▶ _Trecho da resenha_:
================

Desde o momento que Cole é abandonado por sua mãe na porta do pai ausente, resultado das constantes empreitadas delinquentes do jovem rebelde, a linguagem da obra assume com honestidade seu discurso coming of age e o senso de pertencimento dado à jornada do protagonista. Existe, inicialmente, uma justaposição temática bacana, que pega o artifício clichê de descobrimento juvenil e o mistura ao núcleo comunitário dos caubóis negros, fazendo uma ponte entre o pertencimento, tanto de Cole, como também dessa subcultura desconhecida em extinção, com o retrato delicado desse grupo negligenciado, perseguidos pela tradição viva.

Essas sequências iniciais não apresentam nenhum tipo de originalidade ao subgênero, mas constroem muito bem uma sutileza emocional com a dramaticidade adolescente e a narrativa trágica dos caubóis. Seja uma conversa sobre legado e herança numa fogueira, um monólogo sobre erros de paternidade ao som de John Coltrane, ou então uma simples lição sobre limpar fezes animais, quando a obra foca no relacionamento de Cole com a melancolia e a liberdade dessa comunidade, o filme consegue ser emocionante, e até poderoso. O arco de Cole é, logo de cara, previsível, ordinário e até monótono, mas o interessante entorno cultural entrega uma camada rica ao contexto, tocando em assuntos raciais, a paixão acima da sobrevivência e um tributo completo à diligência do trabalho, que mais funciona como uma visão de modo de vida à Cole, um escapismo da realidade, no qual, paradoxalmente, o diretor dá luz à uma realidade praticamente inédita.

================

▶ _Itens armazenados_:
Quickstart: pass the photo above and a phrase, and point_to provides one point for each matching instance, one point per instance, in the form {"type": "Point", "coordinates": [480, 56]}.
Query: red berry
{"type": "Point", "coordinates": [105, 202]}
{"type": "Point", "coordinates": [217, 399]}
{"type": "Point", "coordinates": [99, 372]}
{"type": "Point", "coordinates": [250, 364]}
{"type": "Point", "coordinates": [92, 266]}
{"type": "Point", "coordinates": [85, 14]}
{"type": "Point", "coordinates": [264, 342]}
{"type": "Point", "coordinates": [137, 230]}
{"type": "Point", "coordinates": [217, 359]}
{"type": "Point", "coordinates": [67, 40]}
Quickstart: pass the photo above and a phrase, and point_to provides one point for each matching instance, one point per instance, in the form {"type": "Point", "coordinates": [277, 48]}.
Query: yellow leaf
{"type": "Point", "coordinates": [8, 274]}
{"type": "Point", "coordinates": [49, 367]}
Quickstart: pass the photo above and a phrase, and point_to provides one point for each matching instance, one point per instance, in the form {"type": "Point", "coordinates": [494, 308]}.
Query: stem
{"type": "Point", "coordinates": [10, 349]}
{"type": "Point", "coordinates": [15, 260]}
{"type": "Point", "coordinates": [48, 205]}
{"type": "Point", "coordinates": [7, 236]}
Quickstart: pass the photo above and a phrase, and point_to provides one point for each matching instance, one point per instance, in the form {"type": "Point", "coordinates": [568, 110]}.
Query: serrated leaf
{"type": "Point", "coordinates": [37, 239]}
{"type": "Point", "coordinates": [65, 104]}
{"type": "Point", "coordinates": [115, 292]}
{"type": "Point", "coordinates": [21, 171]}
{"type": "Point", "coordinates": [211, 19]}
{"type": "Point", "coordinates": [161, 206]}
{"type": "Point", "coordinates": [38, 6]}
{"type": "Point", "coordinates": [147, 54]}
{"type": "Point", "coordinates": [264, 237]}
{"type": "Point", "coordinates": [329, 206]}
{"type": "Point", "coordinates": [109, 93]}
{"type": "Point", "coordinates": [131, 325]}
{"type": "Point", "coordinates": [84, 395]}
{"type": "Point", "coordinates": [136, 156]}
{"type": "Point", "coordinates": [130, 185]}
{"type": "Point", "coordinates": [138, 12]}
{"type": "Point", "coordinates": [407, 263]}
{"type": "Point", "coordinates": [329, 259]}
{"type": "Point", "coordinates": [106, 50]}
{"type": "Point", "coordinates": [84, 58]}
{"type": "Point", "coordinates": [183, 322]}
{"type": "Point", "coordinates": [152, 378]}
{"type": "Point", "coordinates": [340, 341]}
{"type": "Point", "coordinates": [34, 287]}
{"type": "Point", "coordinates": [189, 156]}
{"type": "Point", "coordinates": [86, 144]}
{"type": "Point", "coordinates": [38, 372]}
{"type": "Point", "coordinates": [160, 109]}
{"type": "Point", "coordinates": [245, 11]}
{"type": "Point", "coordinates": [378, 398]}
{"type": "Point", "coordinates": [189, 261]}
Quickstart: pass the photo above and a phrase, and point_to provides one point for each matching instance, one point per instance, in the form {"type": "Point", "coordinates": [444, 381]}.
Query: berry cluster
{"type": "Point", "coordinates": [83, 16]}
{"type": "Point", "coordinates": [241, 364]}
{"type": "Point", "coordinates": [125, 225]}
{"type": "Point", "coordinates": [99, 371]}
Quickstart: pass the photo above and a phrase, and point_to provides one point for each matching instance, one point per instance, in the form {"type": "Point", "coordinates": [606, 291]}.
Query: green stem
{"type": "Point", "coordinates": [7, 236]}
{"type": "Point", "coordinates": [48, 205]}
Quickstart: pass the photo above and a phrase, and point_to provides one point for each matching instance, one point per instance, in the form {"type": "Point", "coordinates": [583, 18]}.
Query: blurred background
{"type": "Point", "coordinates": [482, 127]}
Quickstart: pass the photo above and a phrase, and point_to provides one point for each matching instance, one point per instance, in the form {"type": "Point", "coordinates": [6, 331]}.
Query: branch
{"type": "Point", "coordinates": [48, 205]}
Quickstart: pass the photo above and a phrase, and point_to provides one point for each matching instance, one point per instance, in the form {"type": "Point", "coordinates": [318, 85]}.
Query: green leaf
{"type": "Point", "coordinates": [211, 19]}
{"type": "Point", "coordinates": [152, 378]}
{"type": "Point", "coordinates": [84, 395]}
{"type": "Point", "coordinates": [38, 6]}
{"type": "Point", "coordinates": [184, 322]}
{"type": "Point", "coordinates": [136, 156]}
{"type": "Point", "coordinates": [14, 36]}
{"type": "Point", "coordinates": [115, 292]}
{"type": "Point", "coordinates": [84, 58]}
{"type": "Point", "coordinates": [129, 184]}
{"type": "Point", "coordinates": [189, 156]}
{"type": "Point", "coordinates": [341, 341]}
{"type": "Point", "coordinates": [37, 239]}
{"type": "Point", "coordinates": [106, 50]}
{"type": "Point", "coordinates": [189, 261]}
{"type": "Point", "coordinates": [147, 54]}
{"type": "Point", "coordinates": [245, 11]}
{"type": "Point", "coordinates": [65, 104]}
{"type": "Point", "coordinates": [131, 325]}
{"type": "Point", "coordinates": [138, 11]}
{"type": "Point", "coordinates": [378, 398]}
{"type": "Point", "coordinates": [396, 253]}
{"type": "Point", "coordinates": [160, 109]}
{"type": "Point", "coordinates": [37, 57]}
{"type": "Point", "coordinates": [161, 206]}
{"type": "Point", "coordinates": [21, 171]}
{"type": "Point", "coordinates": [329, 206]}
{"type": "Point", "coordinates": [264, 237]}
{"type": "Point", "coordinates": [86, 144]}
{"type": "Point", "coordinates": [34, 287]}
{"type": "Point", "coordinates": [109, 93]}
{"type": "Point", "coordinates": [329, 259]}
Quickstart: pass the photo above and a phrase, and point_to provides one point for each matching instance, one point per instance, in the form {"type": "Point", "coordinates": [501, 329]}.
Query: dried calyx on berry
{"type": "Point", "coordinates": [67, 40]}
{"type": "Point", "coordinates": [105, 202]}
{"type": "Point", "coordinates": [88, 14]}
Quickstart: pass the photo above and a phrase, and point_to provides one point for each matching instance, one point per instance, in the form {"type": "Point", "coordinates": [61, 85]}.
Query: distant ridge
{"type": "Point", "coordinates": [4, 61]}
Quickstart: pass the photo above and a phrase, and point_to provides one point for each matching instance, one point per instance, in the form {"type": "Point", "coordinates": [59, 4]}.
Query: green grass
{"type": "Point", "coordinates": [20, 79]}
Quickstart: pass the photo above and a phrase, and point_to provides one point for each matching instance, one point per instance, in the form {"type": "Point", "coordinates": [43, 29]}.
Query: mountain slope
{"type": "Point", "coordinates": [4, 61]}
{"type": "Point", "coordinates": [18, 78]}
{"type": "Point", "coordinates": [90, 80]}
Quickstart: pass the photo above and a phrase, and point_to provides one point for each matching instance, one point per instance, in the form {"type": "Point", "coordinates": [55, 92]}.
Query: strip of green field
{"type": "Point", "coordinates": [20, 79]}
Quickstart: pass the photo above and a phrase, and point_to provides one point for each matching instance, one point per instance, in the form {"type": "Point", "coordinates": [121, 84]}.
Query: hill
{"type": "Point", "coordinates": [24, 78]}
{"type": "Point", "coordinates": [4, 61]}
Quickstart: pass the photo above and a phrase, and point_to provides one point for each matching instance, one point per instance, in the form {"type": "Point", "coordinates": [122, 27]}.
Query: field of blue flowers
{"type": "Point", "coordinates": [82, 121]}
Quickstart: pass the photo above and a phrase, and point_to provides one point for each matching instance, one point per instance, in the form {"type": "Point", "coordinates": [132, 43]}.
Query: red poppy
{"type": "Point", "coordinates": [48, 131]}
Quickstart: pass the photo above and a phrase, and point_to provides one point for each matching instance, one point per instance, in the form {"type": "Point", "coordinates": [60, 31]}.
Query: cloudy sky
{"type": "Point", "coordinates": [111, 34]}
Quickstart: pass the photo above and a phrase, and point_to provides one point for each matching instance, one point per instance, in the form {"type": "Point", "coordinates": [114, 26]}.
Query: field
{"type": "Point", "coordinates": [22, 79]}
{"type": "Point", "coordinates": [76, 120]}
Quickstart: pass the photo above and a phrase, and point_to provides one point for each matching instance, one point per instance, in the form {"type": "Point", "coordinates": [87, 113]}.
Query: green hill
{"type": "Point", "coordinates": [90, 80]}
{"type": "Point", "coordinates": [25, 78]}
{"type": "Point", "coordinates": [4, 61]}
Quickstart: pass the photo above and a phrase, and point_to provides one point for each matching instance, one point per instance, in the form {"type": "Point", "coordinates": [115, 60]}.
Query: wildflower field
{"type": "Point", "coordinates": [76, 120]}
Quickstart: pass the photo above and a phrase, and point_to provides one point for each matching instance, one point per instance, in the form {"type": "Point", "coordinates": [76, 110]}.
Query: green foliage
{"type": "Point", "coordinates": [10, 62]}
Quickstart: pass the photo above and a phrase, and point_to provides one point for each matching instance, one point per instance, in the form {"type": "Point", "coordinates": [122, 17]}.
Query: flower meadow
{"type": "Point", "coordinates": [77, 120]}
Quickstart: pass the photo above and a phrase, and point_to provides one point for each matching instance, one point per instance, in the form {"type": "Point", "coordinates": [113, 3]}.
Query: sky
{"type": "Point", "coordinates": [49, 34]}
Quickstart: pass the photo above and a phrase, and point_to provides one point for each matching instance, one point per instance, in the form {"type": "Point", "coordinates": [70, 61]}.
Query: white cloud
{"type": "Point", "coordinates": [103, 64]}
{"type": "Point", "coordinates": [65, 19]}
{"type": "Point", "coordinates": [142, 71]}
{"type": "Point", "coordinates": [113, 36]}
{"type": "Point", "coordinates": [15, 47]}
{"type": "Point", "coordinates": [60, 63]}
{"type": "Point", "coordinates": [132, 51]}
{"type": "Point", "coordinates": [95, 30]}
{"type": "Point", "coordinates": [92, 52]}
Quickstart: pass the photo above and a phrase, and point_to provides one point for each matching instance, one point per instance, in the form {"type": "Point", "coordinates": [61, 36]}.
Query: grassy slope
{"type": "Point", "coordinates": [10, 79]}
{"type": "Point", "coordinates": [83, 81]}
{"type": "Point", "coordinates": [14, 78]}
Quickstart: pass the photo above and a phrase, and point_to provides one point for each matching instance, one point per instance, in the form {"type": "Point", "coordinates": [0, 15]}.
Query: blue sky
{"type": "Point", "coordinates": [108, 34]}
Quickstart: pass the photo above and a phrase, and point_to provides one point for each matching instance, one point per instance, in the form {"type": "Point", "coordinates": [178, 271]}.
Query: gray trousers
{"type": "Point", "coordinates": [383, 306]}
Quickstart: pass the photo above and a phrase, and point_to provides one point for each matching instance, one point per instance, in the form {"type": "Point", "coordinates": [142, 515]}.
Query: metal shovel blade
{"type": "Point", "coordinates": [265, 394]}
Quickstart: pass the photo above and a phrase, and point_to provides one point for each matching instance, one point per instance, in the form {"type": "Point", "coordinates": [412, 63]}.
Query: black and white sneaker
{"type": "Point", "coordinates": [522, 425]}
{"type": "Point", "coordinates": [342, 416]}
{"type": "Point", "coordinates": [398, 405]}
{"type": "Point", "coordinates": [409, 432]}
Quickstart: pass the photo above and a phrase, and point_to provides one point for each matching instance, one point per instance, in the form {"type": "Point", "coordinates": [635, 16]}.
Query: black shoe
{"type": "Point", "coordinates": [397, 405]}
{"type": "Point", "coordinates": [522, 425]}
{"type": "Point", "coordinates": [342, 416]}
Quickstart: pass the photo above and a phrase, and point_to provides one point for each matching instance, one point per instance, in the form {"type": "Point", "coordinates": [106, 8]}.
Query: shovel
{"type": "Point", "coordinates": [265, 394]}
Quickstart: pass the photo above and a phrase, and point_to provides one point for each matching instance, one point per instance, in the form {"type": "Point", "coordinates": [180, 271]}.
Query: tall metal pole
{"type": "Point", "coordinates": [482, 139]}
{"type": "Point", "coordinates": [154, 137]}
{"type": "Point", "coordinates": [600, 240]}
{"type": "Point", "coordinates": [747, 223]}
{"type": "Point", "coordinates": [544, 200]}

================

▶ _Objetivo do exercício_: Escreva a continuação da resenha sobre Cole e os caubóis negros, começando logo após a última frase apresentada. Os itens são um material à parte, sem relação com a resenha.

▶ _Resposta da tarefa_:
Infelizmente, o roteiro já pouco inventivo decide adicionar um estranho núcleo secundário sobre crime e drogas com Smush (Jharrel Jerome), outro jovem perdido, que é colocado na narrativa para trabalhar o conflito desgastado se Cole irá para o tráfico ou encontrará seu caminho como caubói. Como tudo no filme, a resposta é óbvia, mas o problema dessa inserção não está na previsibilidade, mas sim na quebra de estética do filme. Desde o viés western urbano, engrandecido por uma bela cinematografia, que encontra o equilíbrio entre a natureza tradicional e o sujo das ruas, até a trilha sonora que sutilmente mescla um Velho Oeste com uma camada contemporânea, o filme, inicialmente, “tampa” bem o roteiro fraco com a estética e a delicada direção de Ricky, que pega a ordinária dramaturgia apelativa e preenche-a com o subtexto cultural rico e intrigante.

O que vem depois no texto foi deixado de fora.